_ATTIVITÀ RICHIESTE:_
**a)** Riassumi in due frasi il testo sui berlusconiani del Varesotto.
**b)** Stabilisci se le seguenti affermazioni concordano con il testo sui berlusconiani del Varesotto, rispondendo sì o no e citando le parole del testo che lo decidono: (i) Nino Caianiello è stato arrestato; (ii) il commissario cittadino di Forza Italia a Busto Arsizio è Giacomo Caliendo; (iii) il presidente della Provincia è il sindaco di Gallarate.
**c)** Prosegui il testo sui berlusconiani del Varesotto a partire dall'ultima frase riportata.

_TESTO ESTRATTO:_
+++
La verità è che i berluscones del Varesotto non hanno più un capo che imposti l’azione politica, picchi i pugni sui tavoli che contano e lavori per la pari dignità all’interno del centrodestra. Gliel’hanno tolto di mezzo i pubblici ministeri di Milano, accusandolo di gravi scorrettezze anche nell’assegnazione di quei posti che Taldone ora nega di volere. Certo, stiamo parlando di Nino Caianiello, il Mullah o, se preferite, Belzebù o, ancora, per i cronisti giudiziari milanesi, Jurassic Park. Insomma, i berlusconiani orfani di Caianiello, tramortiti dal suo arresto e dalla raffica di misure analoghe per altri soci della combriccola, non riescono a rialzare la testa. Impresa che per il commissario calato dall’alto, il senatore gentiluomo Giacomo Caliendo, appare impossibile quanto improbabile, proprio perché è un gentilluomo e per certe operazioni serve ben altra risolutezza.

A Gallarate i forzisti sono proni davanti al sindaco della Lega, che ha cacciato i due esponenti berlusconiani dalla giunta senza che nessuno del giro azzurro proferisse verbo o, meglio, provasse a far valere i numeri coi quali tengono in piedi o possono far cadere l’amministrazione. A Busto Arsizio, dove alcuni esponenti di Forza Italia fanno addirittura parte del cerchietto magico del primo cittadino, che oppone e dispone come gli pare e piace, in spregio agli equilibri e alla buona creanza politica. Anche qui, senza che nessuno, a cominciare dal commissario cittadino forzista Gigi Farioli, che replica l’incarico a Gallarate, tirasse fuori una delle sue proverbiali quanto antiche intemerate per contrastarlo. In Provincia, presidente lo stesso sindaco di Busto, dove Forza Italia si è autosospesa perché le è stato negato uno strapuntino (appunto, i posti), ma senza che si sappia quale sbocco abbia poi deciso, dato che partecipa come se nulla fosse a tutte le iniziative proposte dal presidente che in altre sedi contesta. Boh.
+++
_RECORD ESTRATTI:_
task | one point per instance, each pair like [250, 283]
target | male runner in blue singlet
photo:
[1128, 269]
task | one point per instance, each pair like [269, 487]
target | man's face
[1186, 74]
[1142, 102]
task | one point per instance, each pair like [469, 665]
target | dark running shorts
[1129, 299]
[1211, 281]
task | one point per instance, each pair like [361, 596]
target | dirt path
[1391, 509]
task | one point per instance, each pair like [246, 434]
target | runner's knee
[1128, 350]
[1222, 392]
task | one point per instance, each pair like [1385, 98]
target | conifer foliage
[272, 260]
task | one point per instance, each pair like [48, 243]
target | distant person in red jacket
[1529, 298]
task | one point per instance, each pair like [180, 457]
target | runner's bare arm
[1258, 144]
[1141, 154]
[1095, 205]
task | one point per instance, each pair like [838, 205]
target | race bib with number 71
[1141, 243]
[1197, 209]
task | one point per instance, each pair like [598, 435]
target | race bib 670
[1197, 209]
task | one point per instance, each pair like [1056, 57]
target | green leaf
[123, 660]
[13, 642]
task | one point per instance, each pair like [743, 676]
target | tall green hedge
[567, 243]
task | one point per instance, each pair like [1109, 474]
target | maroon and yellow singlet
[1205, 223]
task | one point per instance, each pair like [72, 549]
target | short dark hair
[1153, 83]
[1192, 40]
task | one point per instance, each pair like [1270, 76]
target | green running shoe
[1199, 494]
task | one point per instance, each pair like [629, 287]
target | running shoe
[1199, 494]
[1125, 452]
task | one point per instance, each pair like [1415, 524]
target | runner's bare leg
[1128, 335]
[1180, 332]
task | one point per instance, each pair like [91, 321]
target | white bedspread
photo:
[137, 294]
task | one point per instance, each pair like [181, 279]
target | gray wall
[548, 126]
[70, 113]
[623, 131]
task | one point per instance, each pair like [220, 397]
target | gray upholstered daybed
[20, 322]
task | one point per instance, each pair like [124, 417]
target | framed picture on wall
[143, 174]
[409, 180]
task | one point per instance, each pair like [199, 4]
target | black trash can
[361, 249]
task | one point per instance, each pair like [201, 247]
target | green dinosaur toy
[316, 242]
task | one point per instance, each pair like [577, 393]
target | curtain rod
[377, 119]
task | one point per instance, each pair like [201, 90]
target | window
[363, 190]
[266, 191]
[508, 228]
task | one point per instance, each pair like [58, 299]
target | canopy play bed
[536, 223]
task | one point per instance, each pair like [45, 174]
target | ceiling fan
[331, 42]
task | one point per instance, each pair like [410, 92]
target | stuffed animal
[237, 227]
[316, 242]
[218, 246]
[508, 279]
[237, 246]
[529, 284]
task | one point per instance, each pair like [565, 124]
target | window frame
+++
_RISULTATI FINALI:_
**a)** Dopo l'arresto di Nino Caianiello, i berlusconiani del Varesotto sono rimasti senza un capo e non riescono a rialzare la testa, mentre il commissario Giacomo Caliendo appare poco adatto a risollevarli. A Gallarate i forzisti non hanno reagito quando il sindaco della Lega ha cacciato i due esponenti berlusconiani dalla giunta, a Busto Arsizio nessuno ha contrastato il primo cittadino e in Provincia Forza Italia si è autosospesa ma partecipa alle iniziative del presidente.

**b)**
(i) Sì: "tramortiti dal suo arresto".
(ii) No: "a cominciare dal commissario cittadino forzista Gigi Farioli".
(iii) No: "presidente lo stesso sindaco di Busto".

**c)**
Situazione paradossale dicevamo, anzi, schizofrenica, dentro la quale ci sguazzano i leghisti, consapevoli di avere il gioco in mano, ai quali si accodano gli esponenti di Fratelli d’Italia pronti a dare il loro contributo per spolpare l’osso, cioè Forza Italia. Situazione che si avvia al voto tra un anno e mezzo senza particolari sussulti, che i morti, né quelli veri né gli altri che si fingono morti per poi papparsi alle urne tutto quello che c’è da pappare, non potranno né vorranno di certo rigenerare. Almeno per ora, nella vana speranza che compaia un altro Caianiello che recuperi un po’ di entusiasmo ai berlusconiani di Varese. Ma di Caianiello ce n’è uno solo, impedito per sempre dai suoi guai giudiziari a tornare in campo: politicamente morto. E per questa Forza Italia, senza più birra in corpo, il giorno dei defunti equivale a una sorta di de profundis che non ammette resurrezioni. Almeno fino a prova contraria.